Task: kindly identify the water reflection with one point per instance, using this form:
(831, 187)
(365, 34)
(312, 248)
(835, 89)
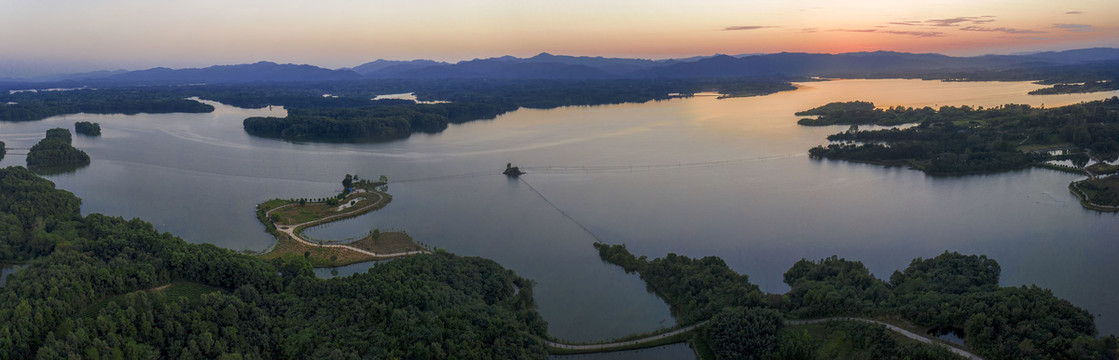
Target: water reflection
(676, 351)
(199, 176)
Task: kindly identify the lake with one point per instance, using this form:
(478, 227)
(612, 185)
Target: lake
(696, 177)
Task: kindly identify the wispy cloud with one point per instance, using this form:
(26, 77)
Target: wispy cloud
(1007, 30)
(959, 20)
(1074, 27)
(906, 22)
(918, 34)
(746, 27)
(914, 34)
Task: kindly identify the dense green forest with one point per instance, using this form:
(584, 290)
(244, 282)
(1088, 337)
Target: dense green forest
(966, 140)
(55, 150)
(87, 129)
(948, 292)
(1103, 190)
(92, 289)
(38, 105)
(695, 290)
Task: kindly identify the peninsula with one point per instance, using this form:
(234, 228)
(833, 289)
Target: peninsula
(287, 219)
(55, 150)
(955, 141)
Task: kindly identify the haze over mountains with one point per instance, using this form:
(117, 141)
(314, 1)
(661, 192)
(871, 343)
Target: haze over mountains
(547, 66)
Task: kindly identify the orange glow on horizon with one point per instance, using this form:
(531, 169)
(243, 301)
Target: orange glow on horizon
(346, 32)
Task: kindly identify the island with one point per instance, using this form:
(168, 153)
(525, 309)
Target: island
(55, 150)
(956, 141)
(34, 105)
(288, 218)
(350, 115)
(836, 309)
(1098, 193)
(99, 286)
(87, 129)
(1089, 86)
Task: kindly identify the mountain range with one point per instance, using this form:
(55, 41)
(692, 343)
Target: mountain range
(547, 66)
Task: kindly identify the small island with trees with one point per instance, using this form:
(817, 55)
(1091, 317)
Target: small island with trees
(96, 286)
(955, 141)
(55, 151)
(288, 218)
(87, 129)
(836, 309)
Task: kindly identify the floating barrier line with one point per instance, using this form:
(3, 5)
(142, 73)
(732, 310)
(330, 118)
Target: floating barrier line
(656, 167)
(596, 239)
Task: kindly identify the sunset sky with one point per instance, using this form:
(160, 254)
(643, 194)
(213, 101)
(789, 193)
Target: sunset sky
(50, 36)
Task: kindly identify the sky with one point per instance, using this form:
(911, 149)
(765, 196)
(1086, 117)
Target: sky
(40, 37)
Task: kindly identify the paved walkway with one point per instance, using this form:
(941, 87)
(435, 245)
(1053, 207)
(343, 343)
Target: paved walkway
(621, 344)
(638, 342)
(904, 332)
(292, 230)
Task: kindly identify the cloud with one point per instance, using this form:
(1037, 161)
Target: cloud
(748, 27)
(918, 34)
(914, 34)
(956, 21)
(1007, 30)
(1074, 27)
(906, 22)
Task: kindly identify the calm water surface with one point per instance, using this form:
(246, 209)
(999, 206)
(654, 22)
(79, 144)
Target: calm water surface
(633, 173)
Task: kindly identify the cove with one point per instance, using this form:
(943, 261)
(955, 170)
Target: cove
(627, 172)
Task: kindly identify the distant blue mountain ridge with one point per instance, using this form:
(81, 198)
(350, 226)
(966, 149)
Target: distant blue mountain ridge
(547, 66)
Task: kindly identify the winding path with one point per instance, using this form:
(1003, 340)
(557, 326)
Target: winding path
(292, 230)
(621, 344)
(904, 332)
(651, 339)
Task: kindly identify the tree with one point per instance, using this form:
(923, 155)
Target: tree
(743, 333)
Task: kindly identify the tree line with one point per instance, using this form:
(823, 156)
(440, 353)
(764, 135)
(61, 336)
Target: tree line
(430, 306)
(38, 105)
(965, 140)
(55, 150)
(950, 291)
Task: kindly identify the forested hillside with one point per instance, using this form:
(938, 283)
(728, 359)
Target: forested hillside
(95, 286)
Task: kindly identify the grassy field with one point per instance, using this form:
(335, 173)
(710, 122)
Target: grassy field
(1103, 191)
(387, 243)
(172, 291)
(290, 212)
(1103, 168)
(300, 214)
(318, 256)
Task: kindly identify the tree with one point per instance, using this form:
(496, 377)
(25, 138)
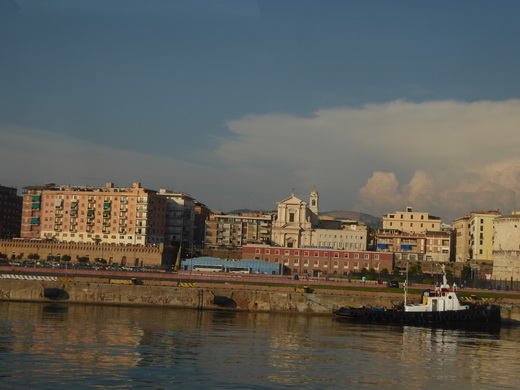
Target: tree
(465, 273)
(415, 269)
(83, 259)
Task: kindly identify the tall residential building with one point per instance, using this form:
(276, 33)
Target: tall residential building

━━━━━━

**Directions for this task**:
Count the lines above with the string "building"; report only that figure.

**Your response**:
2